(GIVEN RECORDS begins)

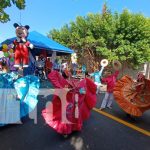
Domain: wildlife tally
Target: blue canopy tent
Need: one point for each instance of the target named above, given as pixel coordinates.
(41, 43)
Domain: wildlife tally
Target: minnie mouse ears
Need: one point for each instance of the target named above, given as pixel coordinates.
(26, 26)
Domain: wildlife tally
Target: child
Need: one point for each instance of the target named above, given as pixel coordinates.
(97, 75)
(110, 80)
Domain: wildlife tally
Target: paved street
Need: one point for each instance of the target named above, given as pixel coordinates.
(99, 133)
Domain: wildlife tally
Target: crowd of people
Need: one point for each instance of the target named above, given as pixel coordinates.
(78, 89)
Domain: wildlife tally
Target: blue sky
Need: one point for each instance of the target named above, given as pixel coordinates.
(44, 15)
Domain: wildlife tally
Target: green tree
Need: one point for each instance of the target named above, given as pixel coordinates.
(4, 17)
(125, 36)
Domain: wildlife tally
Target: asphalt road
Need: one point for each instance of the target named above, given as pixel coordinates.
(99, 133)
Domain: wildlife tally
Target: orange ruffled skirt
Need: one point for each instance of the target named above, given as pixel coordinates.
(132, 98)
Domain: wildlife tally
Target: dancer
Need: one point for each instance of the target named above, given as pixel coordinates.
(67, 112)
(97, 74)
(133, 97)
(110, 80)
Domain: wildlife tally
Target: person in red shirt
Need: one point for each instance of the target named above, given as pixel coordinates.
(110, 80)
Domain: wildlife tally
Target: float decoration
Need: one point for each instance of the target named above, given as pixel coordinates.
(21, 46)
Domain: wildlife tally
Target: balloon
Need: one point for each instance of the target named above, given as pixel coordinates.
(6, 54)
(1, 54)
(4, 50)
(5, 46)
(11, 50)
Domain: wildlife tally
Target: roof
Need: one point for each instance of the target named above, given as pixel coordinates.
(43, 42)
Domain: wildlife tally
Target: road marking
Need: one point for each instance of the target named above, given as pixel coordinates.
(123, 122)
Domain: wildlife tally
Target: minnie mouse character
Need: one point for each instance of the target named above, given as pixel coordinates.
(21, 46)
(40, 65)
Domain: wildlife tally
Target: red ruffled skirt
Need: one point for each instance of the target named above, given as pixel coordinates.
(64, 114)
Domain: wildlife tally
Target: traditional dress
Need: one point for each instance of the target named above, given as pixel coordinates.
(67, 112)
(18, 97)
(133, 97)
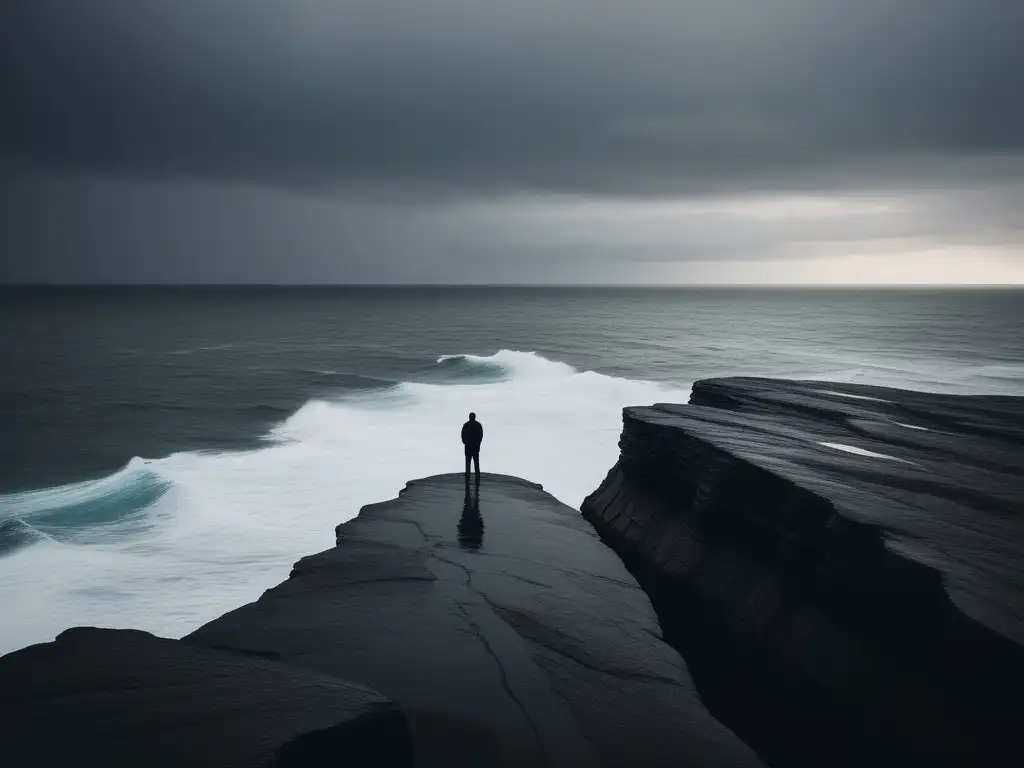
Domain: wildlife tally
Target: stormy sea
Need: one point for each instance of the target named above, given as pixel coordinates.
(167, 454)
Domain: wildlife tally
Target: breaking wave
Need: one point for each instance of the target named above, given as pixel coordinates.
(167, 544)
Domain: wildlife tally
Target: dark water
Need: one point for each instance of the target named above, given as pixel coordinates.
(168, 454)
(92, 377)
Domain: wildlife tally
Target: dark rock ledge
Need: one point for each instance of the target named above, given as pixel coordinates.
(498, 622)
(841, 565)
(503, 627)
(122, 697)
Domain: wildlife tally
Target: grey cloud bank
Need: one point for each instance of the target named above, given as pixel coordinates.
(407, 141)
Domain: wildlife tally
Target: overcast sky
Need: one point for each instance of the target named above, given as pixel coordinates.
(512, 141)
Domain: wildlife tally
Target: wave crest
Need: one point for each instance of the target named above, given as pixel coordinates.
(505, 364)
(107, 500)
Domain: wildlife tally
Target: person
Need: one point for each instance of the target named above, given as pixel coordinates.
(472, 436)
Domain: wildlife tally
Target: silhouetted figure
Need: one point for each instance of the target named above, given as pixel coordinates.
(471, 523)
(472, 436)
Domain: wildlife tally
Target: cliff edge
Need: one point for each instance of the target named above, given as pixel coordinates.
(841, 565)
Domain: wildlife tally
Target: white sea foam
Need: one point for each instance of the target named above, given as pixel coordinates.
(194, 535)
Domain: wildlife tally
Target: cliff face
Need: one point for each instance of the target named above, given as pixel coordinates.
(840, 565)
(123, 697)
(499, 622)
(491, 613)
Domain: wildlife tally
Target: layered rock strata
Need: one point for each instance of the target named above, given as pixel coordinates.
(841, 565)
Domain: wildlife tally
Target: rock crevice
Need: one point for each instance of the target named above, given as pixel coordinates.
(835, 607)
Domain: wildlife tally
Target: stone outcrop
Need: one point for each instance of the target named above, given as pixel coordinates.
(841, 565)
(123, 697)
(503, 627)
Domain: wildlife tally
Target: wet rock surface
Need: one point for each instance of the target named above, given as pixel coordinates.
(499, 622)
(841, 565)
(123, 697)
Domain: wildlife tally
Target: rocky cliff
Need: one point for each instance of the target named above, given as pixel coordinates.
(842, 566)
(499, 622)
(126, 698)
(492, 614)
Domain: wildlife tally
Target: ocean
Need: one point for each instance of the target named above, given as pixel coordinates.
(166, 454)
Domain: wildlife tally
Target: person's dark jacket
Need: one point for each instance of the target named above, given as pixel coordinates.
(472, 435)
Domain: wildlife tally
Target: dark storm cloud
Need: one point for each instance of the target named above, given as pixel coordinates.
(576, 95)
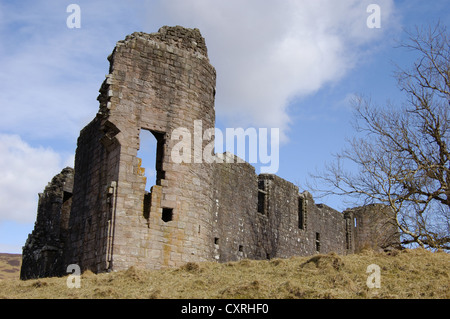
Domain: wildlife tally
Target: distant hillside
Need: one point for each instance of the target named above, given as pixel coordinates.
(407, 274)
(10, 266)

(GIVEN RECORDS ends)

REQUIREMENT: Starting with the first line of the data above and ending with the line containing "Target: asphalt road", please restate every line exactly, leaving images out.

RESULT FOR THIS TASK:
Domain: wildlife tally
Target: blue canopy tent
Need: one point for each instance of the target named above, given as pixel coordinates.
(41, 43)
Domain: wildlife tally
Target: minnie mouse ears
Need: one point for each instance of the target named above, given as pixel coordinates.
(26, 26)
Domain: wildlife tally
Target: child
Need: one point for each instance of the target named above, given as pixel coordinates.
(97, 75)
(110, 80)
Domain: wildlife tally
Target: paved street
Need: one point for each instance of the target named above, given as pixel coordinates.
(99, 133)
Domain: wildlife tally
Target: crowd of people
Need: one point for each instance of the target named above, given as pixel coordinates.
(78, 89)
Domain: wildlife tally
Target: blue sky
Need: one point for each instance of the target named above, given as pixel coordinates.
(44, 15)
Domain: wildlife tally
Target: green tree
Need: one point for each instance of the target named above, given as pixel coordinates.
(4, 17)
(125, 36)
Domain: wildlife tally
Target: asphalt road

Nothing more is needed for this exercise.